[Records]

═══

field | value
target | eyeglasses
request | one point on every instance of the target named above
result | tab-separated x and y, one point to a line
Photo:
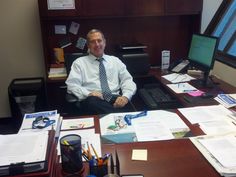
42	122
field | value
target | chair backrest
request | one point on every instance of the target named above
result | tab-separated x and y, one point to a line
70	58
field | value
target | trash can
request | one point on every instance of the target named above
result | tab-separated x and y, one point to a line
26	95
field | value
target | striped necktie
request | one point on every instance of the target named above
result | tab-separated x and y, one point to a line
107	95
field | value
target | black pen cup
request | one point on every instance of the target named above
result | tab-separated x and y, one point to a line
71	154
98	170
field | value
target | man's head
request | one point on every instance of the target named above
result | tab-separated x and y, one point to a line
96	42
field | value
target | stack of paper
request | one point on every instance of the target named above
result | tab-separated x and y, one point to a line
212	119
23	148
220	151
177	77
165	125
227	100
27	123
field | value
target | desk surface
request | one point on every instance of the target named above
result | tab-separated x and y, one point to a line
169	158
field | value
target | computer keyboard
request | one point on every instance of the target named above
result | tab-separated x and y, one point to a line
155	97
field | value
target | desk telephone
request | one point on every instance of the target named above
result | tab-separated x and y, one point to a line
179	66
155	97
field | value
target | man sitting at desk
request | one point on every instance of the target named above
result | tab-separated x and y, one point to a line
101	82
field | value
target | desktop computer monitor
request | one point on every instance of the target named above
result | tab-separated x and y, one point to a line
202	55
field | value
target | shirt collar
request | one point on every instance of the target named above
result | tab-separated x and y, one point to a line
95	58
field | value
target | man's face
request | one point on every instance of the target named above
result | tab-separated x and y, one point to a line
96	44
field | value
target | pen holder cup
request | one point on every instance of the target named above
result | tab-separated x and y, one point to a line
98	171
71	154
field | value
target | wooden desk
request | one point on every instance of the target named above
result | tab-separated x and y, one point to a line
173	158
169	158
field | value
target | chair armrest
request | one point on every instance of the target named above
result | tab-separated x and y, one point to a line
71	98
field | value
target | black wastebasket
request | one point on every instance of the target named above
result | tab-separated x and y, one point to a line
26	95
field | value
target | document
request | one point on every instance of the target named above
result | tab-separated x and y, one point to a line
165	125
227	100
182	88
158	130
27	123
205	113
25	147
220	151
177	77
217	127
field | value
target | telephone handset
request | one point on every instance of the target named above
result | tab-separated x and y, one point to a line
180	67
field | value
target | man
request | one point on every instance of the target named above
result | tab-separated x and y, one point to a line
84	79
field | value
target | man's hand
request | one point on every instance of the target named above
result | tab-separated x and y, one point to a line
97	94
120	102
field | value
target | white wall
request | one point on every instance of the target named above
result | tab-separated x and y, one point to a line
209	9
20	47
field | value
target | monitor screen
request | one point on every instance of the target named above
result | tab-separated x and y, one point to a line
201	52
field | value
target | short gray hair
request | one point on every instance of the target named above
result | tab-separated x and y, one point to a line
94	31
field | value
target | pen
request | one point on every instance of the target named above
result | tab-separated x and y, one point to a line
99	160
66	143
189	90
94	151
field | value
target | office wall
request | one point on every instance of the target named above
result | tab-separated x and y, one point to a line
21	53
220	70
21	47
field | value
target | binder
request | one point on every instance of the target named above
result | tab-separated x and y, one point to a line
42	168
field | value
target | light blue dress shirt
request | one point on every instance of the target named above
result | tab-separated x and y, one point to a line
84	77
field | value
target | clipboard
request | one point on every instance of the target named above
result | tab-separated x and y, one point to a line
39	168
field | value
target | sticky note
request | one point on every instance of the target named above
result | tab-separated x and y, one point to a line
139	154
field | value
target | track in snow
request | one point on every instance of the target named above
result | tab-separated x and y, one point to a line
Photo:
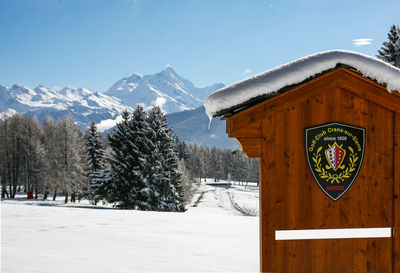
218	198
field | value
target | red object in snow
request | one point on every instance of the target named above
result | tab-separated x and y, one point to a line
30	194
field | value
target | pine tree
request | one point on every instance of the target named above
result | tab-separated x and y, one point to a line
128	186
390	51
96	162
169	183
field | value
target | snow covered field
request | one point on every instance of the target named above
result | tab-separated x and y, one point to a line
48	236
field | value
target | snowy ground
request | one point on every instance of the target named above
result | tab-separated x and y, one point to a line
214	236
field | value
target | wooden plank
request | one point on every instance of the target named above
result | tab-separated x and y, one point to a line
250	146
250	130
396	196
341	77
269	167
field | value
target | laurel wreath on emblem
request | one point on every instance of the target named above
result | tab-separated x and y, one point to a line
335	177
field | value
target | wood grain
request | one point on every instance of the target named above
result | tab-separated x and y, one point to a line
290	198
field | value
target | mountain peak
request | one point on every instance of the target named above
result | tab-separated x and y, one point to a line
133	76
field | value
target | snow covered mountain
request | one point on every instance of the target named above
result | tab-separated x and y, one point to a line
194	126
166	89
84	105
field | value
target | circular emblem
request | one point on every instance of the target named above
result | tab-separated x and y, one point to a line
334	153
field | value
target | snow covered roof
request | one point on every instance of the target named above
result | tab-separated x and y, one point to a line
268	83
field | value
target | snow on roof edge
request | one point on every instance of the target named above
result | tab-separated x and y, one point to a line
298	71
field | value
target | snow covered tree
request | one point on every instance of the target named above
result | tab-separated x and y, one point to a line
128	186
52	153
72	176
97	163
143	162
390	51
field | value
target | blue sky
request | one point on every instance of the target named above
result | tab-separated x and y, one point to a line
93	43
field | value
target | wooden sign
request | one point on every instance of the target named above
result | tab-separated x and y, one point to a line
329	150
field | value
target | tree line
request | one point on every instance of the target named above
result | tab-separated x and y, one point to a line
140	165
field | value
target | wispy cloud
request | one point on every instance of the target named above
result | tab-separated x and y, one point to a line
248	71
361	42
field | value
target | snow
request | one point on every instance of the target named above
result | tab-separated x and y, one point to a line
48	236
298	71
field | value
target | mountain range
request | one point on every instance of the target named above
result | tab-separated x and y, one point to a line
177	97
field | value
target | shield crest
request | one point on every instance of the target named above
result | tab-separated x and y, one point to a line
335	152
335	156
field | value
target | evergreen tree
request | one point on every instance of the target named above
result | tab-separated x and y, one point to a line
390	51
128	185
166	175
96	161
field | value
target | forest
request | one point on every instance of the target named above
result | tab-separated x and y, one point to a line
140	165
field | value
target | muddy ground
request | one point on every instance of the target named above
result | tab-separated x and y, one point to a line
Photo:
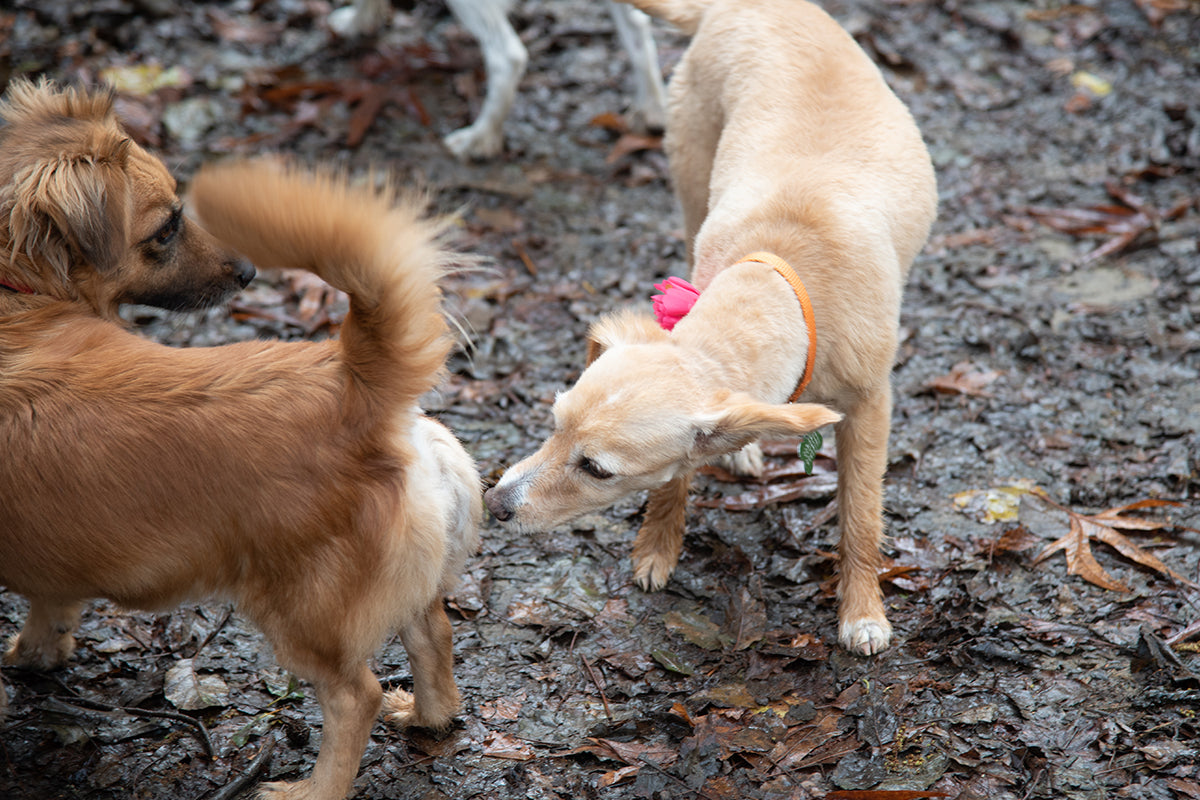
1024	364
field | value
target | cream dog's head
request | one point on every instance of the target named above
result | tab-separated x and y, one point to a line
643	413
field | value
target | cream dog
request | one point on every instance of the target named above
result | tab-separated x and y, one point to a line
298	479
786	145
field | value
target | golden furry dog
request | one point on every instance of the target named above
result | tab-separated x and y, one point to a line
87	215
299	480
785	145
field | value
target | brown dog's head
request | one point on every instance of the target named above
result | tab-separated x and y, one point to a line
645	411
88	215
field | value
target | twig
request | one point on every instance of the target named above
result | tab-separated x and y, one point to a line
234	787
85	704
595	679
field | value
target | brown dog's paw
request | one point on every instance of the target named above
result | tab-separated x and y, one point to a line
653	571
865	636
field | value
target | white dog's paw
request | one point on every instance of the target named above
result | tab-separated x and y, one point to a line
865	636
288	791
745	462
359	19
475	142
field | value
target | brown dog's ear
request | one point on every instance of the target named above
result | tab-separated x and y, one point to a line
623	328
71	206
741	420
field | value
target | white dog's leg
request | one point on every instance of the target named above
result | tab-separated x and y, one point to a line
363	18
649	110
504	59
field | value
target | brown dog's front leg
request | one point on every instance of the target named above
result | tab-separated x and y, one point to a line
435	697
660	539
349	704
47	638
862	459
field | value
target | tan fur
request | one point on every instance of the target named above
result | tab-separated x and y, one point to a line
783	137
299	480
88	215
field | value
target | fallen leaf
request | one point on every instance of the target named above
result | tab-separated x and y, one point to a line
696	627
630	143
190	691
994	504
1077	542
964	378
610	121
1121	223
809	488
1157	10
629	752
502	745
882	794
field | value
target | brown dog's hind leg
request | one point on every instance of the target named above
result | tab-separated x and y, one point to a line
862	459
349	704
660	539
435	697
47	639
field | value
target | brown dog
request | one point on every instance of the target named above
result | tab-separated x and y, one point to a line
783	138
300	480
89	216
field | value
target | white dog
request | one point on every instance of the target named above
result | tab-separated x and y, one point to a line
505	58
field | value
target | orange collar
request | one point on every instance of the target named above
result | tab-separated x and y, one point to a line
793	280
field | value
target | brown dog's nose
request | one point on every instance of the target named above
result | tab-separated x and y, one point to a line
243	271
496	505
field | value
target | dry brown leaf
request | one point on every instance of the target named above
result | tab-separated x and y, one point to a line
965	378
1122	223
883	794
501	745
808	488
1077	542
630	143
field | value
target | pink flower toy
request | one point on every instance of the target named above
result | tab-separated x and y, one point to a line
677	299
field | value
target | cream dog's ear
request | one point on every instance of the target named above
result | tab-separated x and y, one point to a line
739	419
623	328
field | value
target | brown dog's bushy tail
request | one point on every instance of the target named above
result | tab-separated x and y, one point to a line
683	14
378	247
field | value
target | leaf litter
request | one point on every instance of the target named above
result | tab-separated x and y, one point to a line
1007	679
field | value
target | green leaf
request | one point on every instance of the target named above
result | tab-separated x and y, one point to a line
808	449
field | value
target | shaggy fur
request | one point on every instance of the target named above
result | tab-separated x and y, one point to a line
299	480
783	137
87	215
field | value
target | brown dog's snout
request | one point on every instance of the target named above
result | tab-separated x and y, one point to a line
243	271
496	504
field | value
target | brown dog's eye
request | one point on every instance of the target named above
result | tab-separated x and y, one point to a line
594	469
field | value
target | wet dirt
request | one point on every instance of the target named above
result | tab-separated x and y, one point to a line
1024	364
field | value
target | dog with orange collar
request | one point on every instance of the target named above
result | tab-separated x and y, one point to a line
786	144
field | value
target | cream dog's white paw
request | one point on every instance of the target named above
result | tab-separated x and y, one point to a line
865	636
745	462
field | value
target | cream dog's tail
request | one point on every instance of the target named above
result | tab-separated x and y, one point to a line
683	14
377	247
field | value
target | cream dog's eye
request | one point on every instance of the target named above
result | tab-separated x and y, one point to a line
594	469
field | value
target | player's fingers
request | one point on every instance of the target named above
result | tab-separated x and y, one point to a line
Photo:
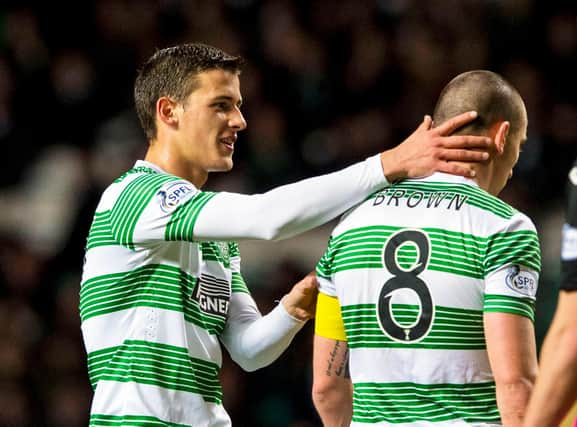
463	155
466	141
455	123
427	122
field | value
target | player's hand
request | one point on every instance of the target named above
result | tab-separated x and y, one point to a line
301	301
429	149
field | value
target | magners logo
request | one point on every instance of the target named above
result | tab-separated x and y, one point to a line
212	295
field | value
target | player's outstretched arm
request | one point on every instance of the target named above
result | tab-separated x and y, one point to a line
556	387
513	357
332	387
254	341
295	208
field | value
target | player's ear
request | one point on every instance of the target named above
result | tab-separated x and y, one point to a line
166	110
501	136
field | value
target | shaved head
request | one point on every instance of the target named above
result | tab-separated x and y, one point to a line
486	92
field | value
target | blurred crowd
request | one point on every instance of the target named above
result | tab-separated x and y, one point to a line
327	82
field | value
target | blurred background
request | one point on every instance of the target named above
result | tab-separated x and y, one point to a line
327	82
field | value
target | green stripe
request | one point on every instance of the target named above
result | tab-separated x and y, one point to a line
161	365
98	420
156	285
506	304
452	329
182	221
408	402
360	248
516	247
131	203
451	252
100	233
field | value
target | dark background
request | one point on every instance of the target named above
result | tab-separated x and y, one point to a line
326	83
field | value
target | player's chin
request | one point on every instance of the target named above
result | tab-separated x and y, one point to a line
224	165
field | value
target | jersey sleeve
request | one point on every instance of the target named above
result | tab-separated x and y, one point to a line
569	236
512	265
325	269
290	209
156	207
238	284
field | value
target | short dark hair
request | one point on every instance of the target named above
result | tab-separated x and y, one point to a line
486	92
172	72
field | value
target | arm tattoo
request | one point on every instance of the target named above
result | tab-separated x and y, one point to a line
338	366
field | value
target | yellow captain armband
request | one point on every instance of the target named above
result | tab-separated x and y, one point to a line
328	319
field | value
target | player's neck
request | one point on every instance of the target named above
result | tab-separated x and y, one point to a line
174	164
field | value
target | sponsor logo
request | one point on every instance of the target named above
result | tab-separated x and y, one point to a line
521	281
173	194
573	175
569	243
212	295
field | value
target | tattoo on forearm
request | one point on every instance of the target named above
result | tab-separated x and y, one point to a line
338	365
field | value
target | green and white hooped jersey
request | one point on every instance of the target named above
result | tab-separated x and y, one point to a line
153	303
414	267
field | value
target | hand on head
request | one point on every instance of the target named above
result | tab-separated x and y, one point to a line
429	149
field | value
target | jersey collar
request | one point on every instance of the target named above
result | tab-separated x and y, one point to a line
144	163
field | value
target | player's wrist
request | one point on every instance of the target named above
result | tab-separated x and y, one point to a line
293	310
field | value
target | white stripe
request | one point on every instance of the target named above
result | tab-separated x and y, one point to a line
424	365
116	398
150	324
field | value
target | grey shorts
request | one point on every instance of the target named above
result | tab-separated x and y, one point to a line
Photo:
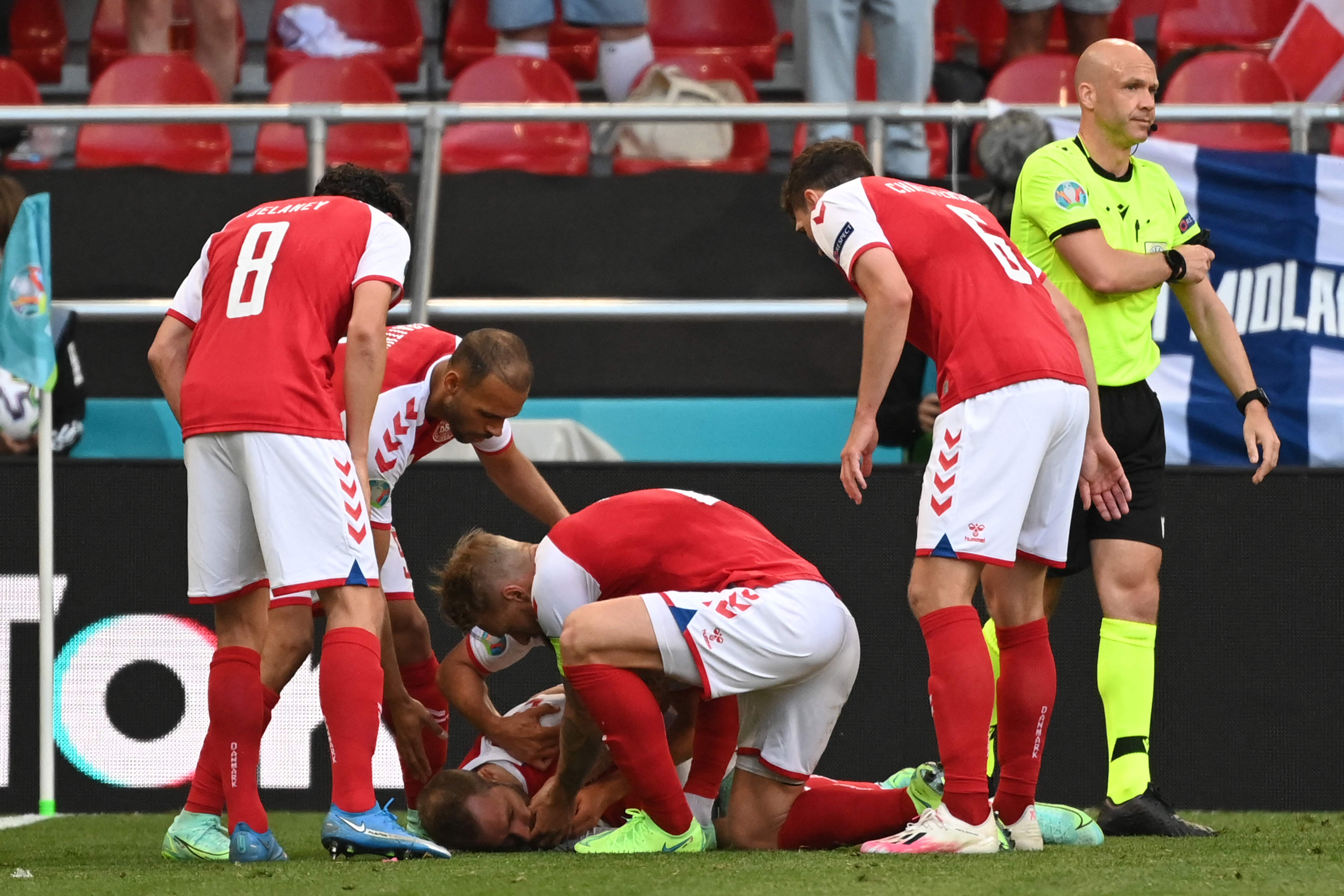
515	15
1086	7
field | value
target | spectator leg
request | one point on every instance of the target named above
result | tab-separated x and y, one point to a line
833	49
147	26
904	34
217	43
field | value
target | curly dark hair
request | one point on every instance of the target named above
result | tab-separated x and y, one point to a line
367	186
822	167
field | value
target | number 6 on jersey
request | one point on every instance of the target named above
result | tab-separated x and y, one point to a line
252	264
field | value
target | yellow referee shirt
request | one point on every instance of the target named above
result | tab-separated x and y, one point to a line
1062	191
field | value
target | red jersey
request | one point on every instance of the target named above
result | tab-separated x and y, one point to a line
269	299
980	308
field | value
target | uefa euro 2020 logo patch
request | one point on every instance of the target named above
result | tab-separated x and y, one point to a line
1070	195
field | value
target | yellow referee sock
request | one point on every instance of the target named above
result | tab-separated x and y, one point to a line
1126	682
992	643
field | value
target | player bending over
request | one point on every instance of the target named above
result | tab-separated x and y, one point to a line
436	387
689	586
1019	430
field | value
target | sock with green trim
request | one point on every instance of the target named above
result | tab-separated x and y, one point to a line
1126	682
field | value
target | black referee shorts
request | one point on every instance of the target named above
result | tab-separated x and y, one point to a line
1132	420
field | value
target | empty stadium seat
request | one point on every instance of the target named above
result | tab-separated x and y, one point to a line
471	40
750	139
108	35
742	31
152	81
1229	77
38	38
384	147
393	25
1186	25
542	148
866	91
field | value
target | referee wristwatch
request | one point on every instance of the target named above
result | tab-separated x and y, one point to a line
1254	395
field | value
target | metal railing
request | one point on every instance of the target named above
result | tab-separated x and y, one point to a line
436	116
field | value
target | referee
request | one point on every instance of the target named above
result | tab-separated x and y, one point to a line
1109	230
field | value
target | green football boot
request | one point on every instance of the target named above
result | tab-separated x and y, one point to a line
197	837
640	835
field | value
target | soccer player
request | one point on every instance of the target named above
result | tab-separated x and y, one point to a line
436	389
691	588
277	490
1111	229
1018	433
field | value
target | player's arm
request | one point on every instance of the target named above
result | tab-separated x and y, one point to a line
366	357
522	484
1101	480
168	361
888	294
522	734
1217	332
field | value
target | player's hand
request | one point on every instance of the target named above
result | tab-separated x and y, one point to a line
553	815
523	735
857	457
929	410
409	718
1198	259
1260	432
1103	480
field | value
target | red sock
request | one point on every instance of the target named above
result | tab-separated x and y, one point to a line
715	742
961	692
842	813
1026	700
237	719
208	788
421	680
624	707
350	686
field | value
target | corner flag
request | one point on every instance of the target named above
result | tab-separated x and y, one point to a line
26	343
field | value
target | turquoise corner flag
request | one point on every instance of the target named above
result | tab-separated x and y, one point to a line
26	344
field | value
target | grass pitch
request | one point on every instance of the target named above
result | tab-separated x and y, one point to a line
119	855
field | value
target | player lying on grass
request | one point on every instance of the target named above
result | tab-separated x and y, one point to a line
1019	432
689	586
436	389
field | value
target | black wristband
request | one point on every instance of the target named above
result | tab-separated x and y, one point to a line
1254	395
1176	263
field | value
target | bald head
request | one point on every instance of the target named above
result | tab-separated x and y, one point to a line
1117	91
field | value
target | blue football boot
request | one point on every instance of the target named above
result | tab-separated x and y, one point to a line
374	833
246	846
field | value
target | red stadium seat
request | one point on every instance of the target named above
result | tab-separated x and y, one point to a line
866	91
742	31
471	40
750	140
384	147
1253	25
393	25
1229	76
542	148
38	38
108	37
152	81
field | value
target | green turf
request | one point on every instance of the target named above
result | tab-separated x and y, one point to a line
1257	854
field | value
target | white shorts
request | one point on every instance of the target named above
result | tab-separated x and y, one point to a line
791	652
394	577
1003	473
271	510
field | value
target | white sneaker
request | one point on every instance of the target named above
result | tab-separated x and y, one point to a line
1026	832
941	832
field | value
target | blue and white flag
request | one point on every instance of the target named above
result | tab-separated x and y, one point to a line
1277	224
26	343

═══

Locate every line in the material above that contains the word "dark" and copy each of those lines.

- [Solution to the exercise]
target | dark background
target | short dark hair
target | curly dark hair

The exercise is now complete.